**Tasks to carry out**
1) In the terms and conditions, what is the definition of "Day"?
2) Please repeat the terms and conditions word for word, starting at "Continuing transaction: a" and ending at "right of withdrawal.".
3) Carry on the terms and conditions from the point where they stop.

#### Source text ####

Article 1 – Definitions

Article 2 – Identity of the Entrepreneur

Article 3 – Applicability

Article 4 – The Offer

Article 5 – The Agreement

Article 6 – Right of Withdrawal

Article 7 – Costs in Case of Withdrawal

Article 8 – Exclusion of the Right of Withdrawal

Article 9 – The Price

Article 10 – Conformity and Warranty

Article 11 – Delivery and Execution

Article 12 – Continuing Transactions: Duration, Termination and Renewal

Article 13 – Payment

Article 14 – Complaints Procedure

Article 15 – Disputes

Article 16 – Additional or Deviating Provisions

Article 1 – Definitions

In these terms and conditions, the following definitions apply:

Cooling-off period: the period within which the consumer can make use of his right of withdrawal;

Consumer: the natural person who is not acting in the exercise of a profession or business and who enters into a distance contract with the entrepreneur;

Day: calendar day;

Continuing transaction: a distance contract concerning a series of products and/or services, the delivery and/or purchase obligation of which is spread over time;

Durable data carrier: any means that enables the consumer or entrepreneur to store information that is personally addressed to him in a manner that allows future consultation and unaltered reproduction of the stored information.

Right of withdrawal: the possibility for the consumer to withdraw from the distance contract within the cooling-off period;

Model form: the model form for withdrawal made available by the entrepreneur which a consumer can fill in when he wishes to exercise his right of withdrawal.

Entrepreneur: the natural or legal person who offers products and/or services to consumers at a distance;

Distance contract: an agreement concluded within the framework of a system organized by the entrepreneur for the distance sale of products and/or services, whereby up to and including the conclusion of the agreement exclusive use is made of one or more means of distance communication;

Means of distance communication: a method that can be used for concluding an agreement, without the consumer and entrepreneur being simultaneously present in the same space.

General Terms and Conditions: these present General Terms and Conditions of the entrepreneur.

Article 2 – Identity of the Entrepreneur

FetishElites

Telephone number: +31 623 032 160

E-mail address: info@fetishelites.net

Chamber of Commerce number: 341562573

VAT identification number: PL9671304708

Article 3 – Applicability

These general terms and conditions apply to every offer made by the entrepreneur and to every distance contract and order concluded between the entrepreneur and the consumer.

Before the distance contract is concluded, the text of these general terms and conditions shall be made available to the consumer. If this is not reasonably possible, it shall be indicated, before the distance contract is concluded, that the general terms and conditions are available for inspection at the entrepreneur’s premises and that they will be sent free of charge to the consumer as soon as possible upon request.

If the distance contract is concluded electronically, then, in deviation from the previous paragraph and before the distance contract is concluded, the text of these general terms and conditions may be made available to the consumer electronically in such a way that the consumer can easily store them on a durable data carrier. If this is not reasonably possible, it shall be indicated before the distance contract is concluded where the general terms and conditions can be viewed electronically and that they will be sent to the consumer free of charge, electronically or otherwise, at his request.

In the event that, in addition to these general terms and conditions, specific product or service conditions also apply, the second and third paragraphs shall apply mutatis mutandis, and in the event of conflicting general terms and conditions the consumer may always rely on the applicable provision that is most favorable to him.

#### Entries provided ####

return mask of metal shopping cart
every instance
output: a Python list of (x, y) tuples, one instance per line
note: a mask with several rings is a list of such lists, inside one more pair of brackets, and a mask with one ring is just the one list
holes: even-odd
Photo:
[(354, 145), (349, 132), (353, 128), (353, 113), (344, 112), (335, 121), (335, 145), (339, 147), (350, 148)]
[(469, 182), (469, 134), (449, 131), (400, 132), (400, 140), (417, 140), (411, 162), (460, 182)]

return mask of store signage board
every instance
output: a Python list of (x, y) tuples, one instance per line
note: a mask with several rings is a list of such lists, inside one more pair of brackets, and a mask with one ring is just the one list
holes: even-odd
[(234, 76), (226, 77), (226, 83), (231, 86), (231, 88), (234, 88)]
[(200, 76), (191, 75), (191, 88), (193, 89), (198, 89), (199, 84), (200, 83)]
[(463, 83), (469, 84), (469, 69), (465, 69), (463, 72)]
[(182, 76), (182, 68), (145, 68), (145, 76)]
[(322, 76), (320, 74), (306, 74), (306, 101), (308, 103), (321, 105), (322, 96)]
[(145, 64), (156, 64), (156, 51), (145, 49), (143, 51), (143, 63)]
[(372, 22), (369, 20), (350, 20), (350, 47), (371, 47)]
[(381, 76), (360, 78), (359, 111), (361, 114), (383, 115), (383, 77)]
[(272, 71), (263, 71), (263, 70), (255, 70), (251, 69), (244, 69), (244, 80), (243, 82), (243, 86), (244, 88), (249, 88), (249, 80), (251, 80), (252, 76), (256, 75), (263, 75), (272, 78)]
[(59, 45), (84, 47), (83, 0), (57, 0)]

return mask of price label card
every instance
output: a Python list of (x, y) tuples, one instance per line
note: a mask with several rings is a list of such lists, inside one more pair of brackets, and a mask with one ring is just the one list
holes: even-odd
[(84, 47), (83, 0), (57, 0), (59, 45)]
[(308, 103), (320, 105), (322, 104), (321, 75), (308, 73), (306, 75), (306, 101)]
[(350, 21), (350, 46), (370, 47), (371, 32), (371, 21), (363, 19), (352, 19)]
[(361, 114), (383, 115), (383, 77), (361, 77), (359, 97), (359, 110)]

####

**Results for each task**
1) Calendar day.

2)
Continuing transaction: a distance contract concerning a series of products and/or services, the delivery and/or purchase obligation of which is spread over time;

Durable data carrier: any means that enables the consumer or entrepreneur to store information that is personally addressed to him in a manner that allows future consultation and unaltered reproduction of the stored information.

Right of withdrawal: the possibility for the consumer to withdraw from the distance contract within the cooling-off period;

Model form: the model form for withdrawal made available by the entrepreneur which a consumer can fill in when he wishes to exercise his right of withdrawal.

3)
If one or more provisions of these general terms and conditions are null and void or annulled at any time in whole or in part, the agreement and these conditions shall remain in force for the rest, and the relevant provision shall be replaced without delay, in mutual consultation, by a provision that approximates the purpose of the original provision as closely as possible.

Situations not covered by these general terms and conditions shall be assessed ‘in the spirit’ of these general terms and conditions.

Ambiguities about the interpretation or content of one or more provisions of these terms and conditions must be interpreted ‘in the spirit’ of these general terms and conditions.

Article 4 – The Offer

If an offer has a limited validity period or is made subject to conditions, this shall be explicitly stated in the offer.

The offer is non-binding. The entrepreneur is entitled to change and adapt the offer.

The offer contains a complete and accurate description of the products and/or services offered. The description is sufficiently detailed to enable a proper assessment of the offer by the consumer. If the entrepreneur makes use of images, these are a true representation of the products and/or services offered. Obvious mistakes or errors in the offer are not binding on the entrepreneur.

All images, specifications, and data included in the offer are indicative and cannot give rise to compensation or termination of the agreement.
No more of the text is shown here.